● Required work
Copy, from the data below, each line that has the word "yellow".

Point localization data:
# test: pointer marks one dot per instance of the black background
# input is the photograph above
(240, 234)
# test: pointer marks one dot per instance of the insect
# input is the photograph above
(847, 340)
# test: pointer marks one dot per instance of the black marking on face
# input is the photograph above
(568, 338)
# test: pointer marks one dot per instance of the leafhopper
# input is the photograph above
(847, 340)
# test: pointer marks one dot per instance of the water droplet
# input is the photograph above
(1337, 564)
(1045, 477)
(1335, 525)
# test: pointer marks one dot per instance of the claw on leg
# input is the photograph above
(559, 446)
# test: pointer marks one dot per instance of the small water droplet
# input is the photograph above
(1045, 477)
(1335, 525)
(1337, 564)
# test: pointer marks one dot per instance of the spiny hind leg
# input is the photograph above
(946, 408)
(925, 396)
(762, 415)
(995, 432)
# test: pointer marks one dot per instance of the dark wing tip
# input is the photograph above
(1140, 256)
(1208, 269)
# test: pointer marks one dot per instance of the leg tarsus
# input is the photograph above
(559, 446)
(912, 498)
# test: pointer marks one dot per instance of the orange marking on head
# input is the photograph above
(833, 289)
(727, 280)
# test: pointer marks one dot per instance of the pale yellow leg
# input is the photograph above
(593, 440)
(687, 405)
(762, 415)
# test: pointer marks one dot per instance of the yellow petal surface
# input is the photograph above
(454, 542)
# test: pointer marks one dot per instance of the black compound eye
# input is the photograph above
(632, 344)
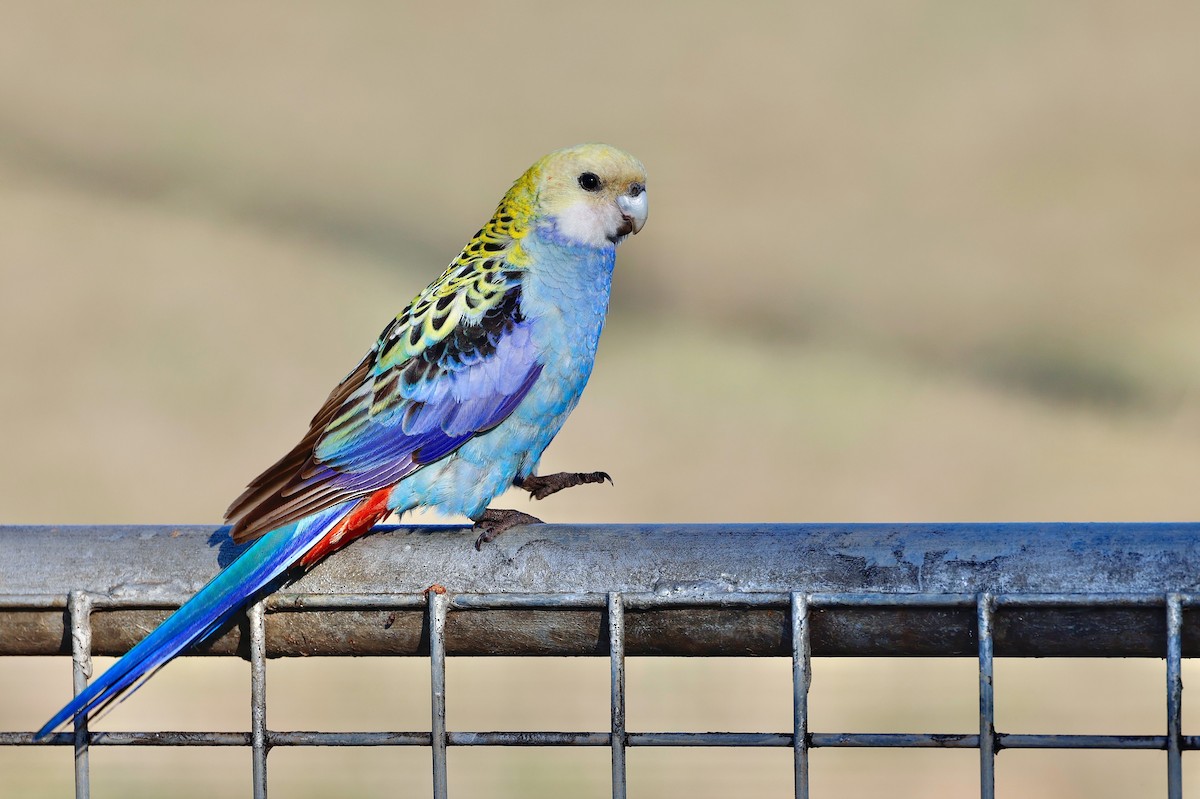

● Expected output
# test: pointer marks one dot per instance of the pale yellow leg
# test: pointer marks one dot per instance of the yellow petal surface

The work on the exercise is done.